Available data:
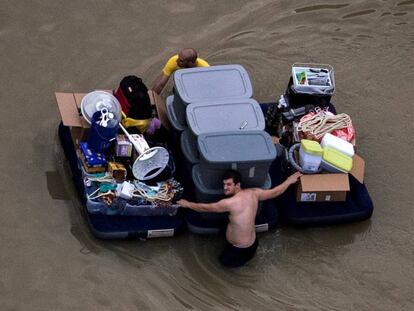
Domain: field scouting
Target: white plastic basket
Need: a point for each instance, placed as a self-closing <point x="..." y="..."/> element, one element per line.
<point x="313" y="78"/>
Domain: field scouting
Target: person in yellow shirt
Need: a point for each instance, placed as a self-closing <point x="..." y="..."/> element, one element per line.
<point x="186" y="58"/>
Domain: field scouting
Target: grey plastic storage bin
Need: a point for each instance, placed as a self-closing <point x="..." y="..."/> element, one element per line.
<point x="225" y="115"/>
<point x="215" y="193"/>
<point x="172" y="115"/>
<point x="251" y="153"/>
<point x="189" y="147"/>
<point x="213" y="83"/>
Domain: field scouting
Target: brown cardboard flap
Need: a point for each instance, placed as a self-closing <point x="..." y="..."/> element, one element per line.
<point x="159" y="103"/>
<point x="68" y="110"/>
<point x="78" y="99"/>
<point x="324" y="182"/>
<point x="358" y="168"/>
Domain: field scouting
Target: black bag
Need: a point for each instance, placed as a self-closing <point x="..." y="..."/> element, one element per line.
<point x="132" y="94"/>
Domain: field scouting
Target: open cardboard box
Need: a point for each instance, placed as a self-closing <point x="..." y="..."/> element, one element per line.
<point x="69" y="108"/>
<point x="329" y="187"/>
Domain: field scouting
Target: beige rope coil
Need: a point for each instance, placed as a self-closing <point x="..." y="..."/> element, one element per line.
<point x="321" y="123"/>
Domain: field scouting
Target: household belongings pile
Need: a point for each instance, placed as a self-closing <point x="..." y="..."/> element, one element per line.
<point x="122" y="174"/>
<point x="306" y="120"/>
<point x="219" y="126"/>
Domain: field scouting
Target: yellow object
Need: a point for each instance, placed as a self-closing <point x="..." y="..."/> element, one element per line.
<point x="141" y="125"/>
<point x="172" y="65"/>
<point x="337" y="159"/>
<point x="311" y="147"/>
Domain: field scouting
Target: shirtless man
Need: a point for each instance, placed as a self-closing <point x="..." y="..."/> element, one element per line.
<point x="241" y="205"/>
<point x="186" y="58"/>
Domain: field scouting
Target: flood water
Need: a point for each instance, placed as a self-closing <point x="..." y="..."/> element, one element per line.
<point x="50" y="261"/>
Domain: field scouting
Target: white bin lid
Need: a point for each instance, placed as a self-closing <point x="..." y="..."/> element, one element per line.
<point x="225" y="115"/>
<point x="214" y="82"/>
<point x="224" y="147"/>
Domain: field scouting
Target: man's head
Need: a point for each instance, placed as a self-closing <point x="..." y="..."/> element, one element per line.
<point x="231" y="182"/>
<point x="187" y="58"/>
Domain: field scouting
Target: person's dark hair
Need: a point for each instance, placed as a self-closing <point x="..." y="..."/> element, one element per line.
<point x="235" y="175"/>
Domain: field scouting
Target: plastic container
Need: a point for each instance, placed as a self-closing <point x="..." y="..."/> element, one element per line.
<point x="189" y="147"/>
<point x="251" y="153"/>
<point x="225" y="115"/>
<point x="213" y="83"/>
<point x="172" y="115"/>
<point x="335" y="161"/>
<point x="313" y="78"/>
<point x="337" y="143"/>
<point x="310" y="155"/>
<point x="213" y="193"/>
==
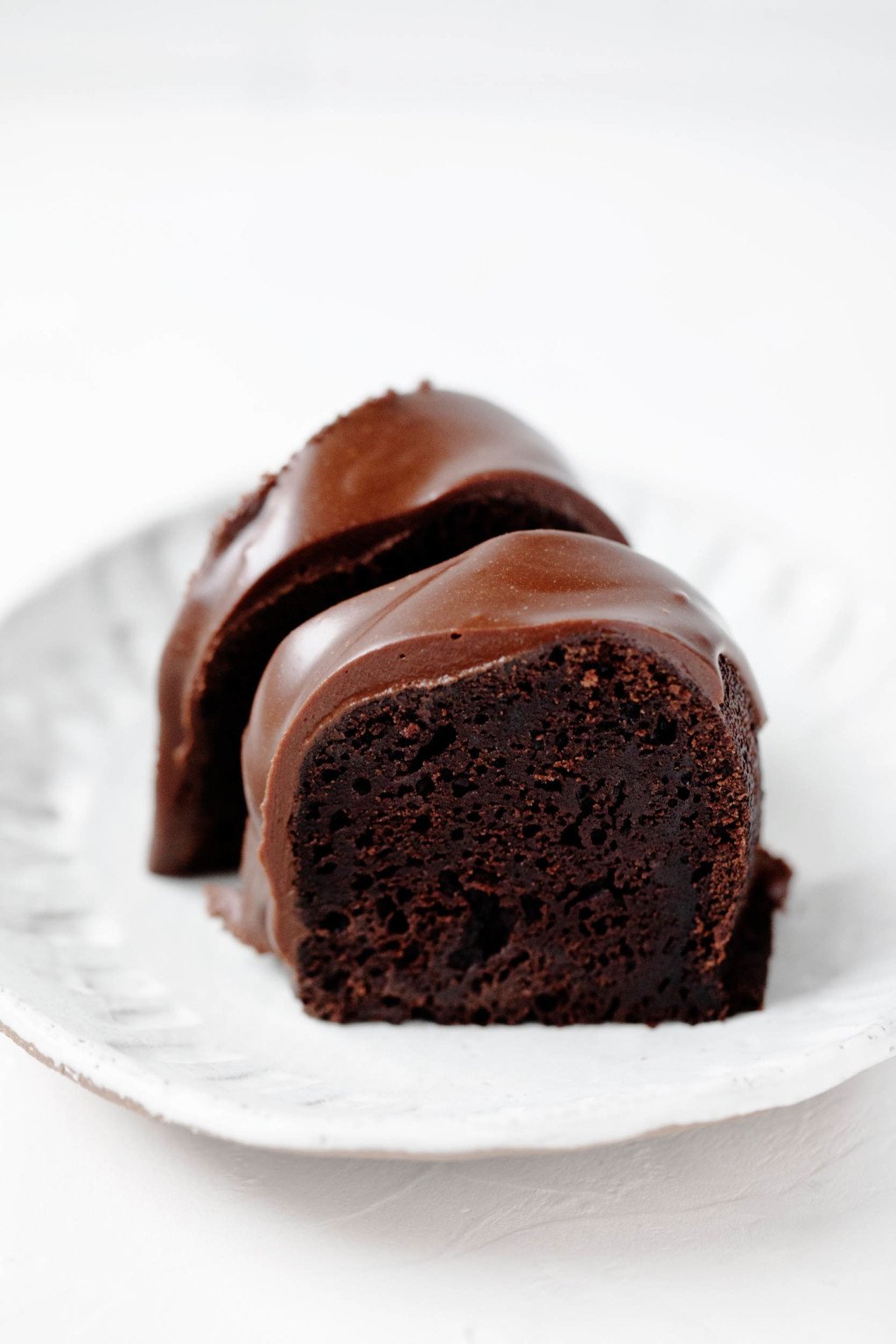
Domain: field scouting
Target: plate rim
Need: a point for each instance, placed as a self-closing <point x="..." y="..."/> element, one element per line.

Aim of the exercise:
Among the lines above, return those that contain the string "white".

Response below:
Target: white plastic basket
Target: white bin lid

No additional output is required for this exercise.